■ Given exercise
Please identify every line of the items below that contains the word "curtain", and copy each one. Case counts.
——
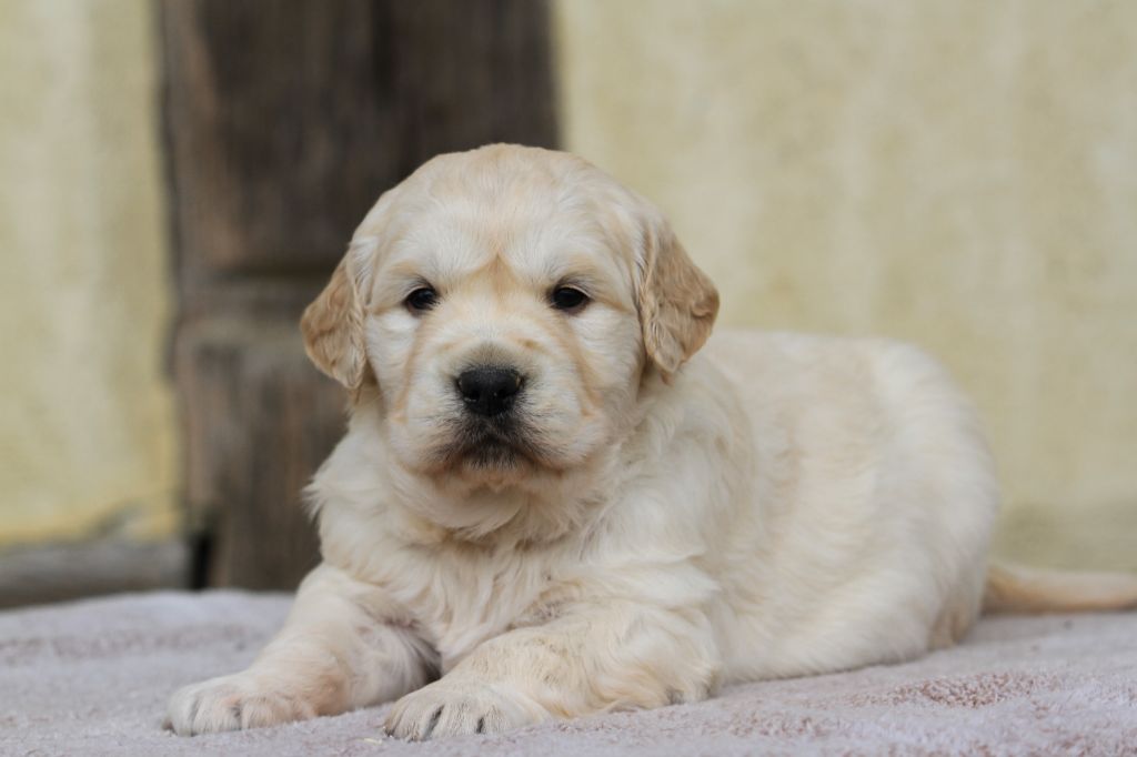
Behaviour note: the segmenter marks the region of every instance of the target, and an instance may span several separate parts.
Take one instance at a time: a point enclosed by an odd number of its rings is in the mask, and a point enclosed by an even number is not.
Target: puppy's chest
[[[553,617],[568,593],[563,573],[546,554],[441,554],[397,593],[448,669],[487,639]]]

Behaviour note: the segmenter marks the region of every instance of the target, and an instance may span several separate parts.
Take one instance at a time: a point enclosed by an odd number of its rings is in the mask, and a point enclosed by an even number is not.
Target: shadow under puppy
[[[661,213],[573,156],[446,155],[383,194],[302,321],[350,392],[310,486],[324,563],[169,726],[395,700],[397,737],[499,732],[911,659],[985,588],[1137,601],[1129,577],[988,574],[989,454],[923,353],[708,342],[717,308]]]

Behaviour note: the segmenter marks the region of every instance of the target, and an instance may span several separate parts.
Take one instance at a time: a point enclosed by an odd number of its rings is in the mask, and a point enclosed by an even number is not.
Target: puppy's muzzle
[[[466,410],[487,418],[508,413],[523,383],[517,371],[500,365],[467,368],[455,382]]]

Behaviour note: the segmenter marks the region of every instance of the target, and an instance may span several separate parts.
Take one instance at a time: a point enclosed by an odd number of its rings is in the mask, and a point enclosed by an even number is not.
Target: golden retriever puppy
[[[393,700],[396,737],[490,733],[958,639],[998,505],[971,407],[886,340],[707,343],[717,308],[579,158],[492,145],[387,192],[302,321],[351,398],[310,486],[324,563],[171,727]],[[1006,607],[1057,585],[995,583]],[[1137,599],[1085,587],[1036,605]]]

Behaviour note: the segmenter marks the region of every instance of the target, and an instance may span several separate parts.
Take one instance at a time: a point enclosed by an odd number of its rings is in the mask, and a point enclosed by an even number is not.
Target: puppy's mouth
[[[445,468],[511,471],[541,465],[534,434],[515,417],[464,417],[451,424],[450,441],[438,450]]]

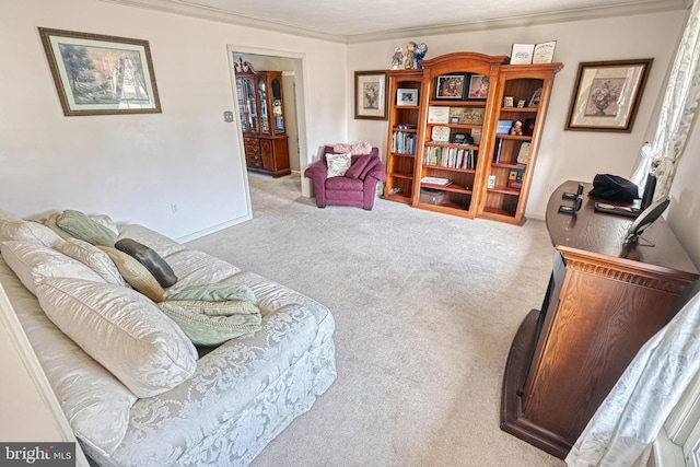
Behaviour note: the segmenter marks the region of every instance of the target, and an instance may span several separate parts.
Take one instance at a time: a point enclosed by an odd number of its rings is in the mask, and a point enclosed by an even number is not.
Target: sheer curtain
[[[654,199],[665,197],[682,155],[700,97],[700,0],[674,61],[654,141],[644,144],[632,182],[657,177]],[[645,466],[651,444],[700,369],[700,294],[639,351],[571,452],[569,467]]]
[[[676,59],[658,115],[656,133],[651,143],[642,147],[639,165],[631,180],[644,187],[646,174],[656,175],[654,200],[670,190],[676,166],[684,153],[700,98],[700,3],[693,0],[686,31],[676,52]]]
[[[569,467],[645,466],[651,444],[700,369],[700,294],[627,367],[567,456]]]

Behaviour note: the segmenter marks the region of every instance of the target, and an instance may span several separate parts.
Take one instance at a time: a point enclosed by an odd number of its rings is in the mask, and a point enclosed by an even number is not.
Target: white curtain
[[[700,98],[700,3],[693,0],[686,31],[668,77],[654,140],[645,143],[631,180],[644,188],[646,174],[656,175],[654,200],[668,195],[686,148]]]
[[[642,467],[700,367],[700,294],[627,367],[567,456],[569,467]]]

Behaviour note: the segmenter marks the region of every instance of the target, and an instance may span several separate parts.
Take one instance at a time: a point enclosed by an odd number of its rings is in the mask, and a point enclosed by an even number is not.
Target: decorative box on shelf
[[[420,202],[430,205],[440,205],[445,199],[445,192],[433,188],[420,189]]]

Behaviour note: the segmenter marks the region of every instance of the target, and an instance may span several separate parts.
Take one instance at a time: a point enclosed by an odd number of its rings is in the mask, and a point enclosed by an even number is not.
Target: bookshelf
[[[388,70],[389,135],[386,150],[386,184],[384,198],[411,203],[416,154],[420,141],[420,98],[423,70]],[[399,90],[415,90],[415,105],[399,105]]]
[[[486,183],[477,215],[514,224],[524,222],[551,85],[561,67],[561,63],[542,63],[500,68],[492,118],[497,128],[503,122],[504,132],[497,130],[491,135],[493,155],[485,164]],[[518,121],[522,127],[513,135]]]
[[[455,52],[423,60],[421,121],[425,130],[418,153],[419,189],[413,192],[413,206],[465,218],[476,215],[483,154],[493,143],[485,137],[491,131],[489,103],[495,97],[497,86],[489,86],[488,93],[479,97],[469,97],[468,91],[472,77],[487,77],[495,83],[499,68],[506,59]],[[462,83],[462,92],[454,93],[458,95],[450,92],[450,81]],[[436,187],[423,183],[425,177],[446,178],[451,183]],[[424,188],[443,190],[440,202],[427,202],[427,197],[421,196]]]
[[[508,61],[506,56],[454,52],[423,60],[420,70],[387,72],[386,199],[465,218],[525,221],[551,85],[562,66]],[[489,86],[479,95],[481,77]],[[451,80],[462,82],[460,93],[447,87]],[[418,90],[419,105],[397,105],[401,89]],[[512,106],[504,105],[506,96]],[[522,135],[511,135],[515,121],[523,124]],[[435,185],[425,178],[450,183]]]

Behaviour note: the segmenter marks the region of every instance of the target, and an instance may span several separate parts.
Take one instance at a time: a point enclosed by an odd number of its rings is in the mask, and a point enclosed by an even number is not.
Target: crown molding
[[[328,34],[312,31],[304,27],[291,26],[289,24],[260,20],[246,16],[244,14],[230,13],[215,8],[201,7],[188,3],[183,0],[101,0],[107,3],[119,3],[127,7],[145,8],[164,13],[180,14],[184,16],[198,17],[200,20],[217,21],[220,23],[235,24],[237,26],[253,27],[257,30],[272,31],[276,33],[292,34],[295,36],[311,37],[314,39],[328,40],[346,44],[347,36],[339,34]]]
[[[538,24],[565,23],[571,21],[596,20],[612,16],[630,16],[634,14],[657,13],[662,11],[687,10],[691,0],[641,0],[633,3],[592,7],[569,10],[556,13],[533,14],[524,16],[503,17],[498,20],[471,21],[424,27],[410,27],[384,31],[380,33],[340,35],[312,31],[289,24],[260,20],[243,14],[230,13],[220,9],[192,4],[186,0],[101,0],[109,3],[119,3],[127,7],[145,8],[166,13],[198,17],[201,20],[217,21],[253,27],[265,31],[273,31],[295,36],[310,37],[341,44],[362,44],[375,40],[405,39],[406,37],[434,36],[443,34],[457,34],[475,31],[502,30],[510,27],[533,26]]]
[[[439,26],[413,27],[386,31],[375,34],[358,34],[347,37],[348,44],[361,44],[374,40],[386,40],[406,37],[435,36],[442,34],[468,33],[475,31],[502,30],[510,27],[534,26],[538,24],[565,23],[606,19],[611,16],[630,16],[633,14],[656,13],[660,11],[687,10],[692,0],[642,0],[634,3],[592,7],[555,13],[541,13],[524,16],[502,17],[498,20],[470,21],[466,23],[445,24]]]

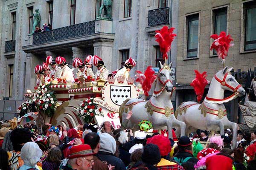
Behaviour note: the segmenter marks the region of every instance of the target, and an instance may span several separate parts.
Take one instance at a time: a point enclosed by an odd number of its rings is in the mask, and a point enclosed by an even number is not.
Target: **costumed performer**
[[[62,73],[61,68],[58,66],[55,60],[52,60],[52,56],[49,56],[46,57],[46,63],[52,66],[52,69],[51,70],[50,74],[52,79],[61,78]]]
[[[59,80],[63,82],[72,83],[75,82],[72,70],[68,66],[66,59],[62,57],[58,56],[56,58],[56,62],[61,67],[62,70],[61,76]],[[58,81],[59,82],[60,81]]]
[[[130,58],[125,62],[125,65],[122,68],[117,71],[114,78],[119,76],[123,76],[128,79],[130,76],[129,72],[136,65],[136,62],[131,58]]]

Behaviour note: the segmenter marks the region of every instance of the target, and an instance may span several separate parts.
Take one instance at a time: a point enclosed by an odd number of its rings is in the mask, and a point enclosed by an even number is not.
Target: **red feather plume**
[[[221,31],[220,35],[212,34],[211,38],[214,40],[211,46],[210,50],[215,49],[219,58],[223,60],[227,56],[228,50],[230,47],[234,45],[234,44],[231,44],[230,42],[233,41],[231,36],[230,34],[227,35],[226,32]]]
[[[206,79],[207,76],[206,71],[204,71],[201,74],[196,70],[195,70],[194,71],[195,78],[192,81],[190,85],[194,87],[194,90],[197,96],[196,99],[198,102],[200,102],[203,97],[204,88],[210,82]]]
[[[148,91],[157,78],[157,75],[154,74],[154,71],[151,68],[151,66],[148,66],[144,74],[140,71],[136,71],[137,74],[135,76],[135,81],[141,84],[144,94],[146,96],[148,96]]]
[[[175,29],[173,27],[168,29],[168,26],[164,26],[160,30],[155,31],[156,41],[159,43],[160,51],[163,53],[163,58],[165,60],[168,59],[167,53],[171,50],[172,42],[176,36],[176,34],[172,34]]]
——
■ Exercise answer
Target: sheer curtain
Target: white curtain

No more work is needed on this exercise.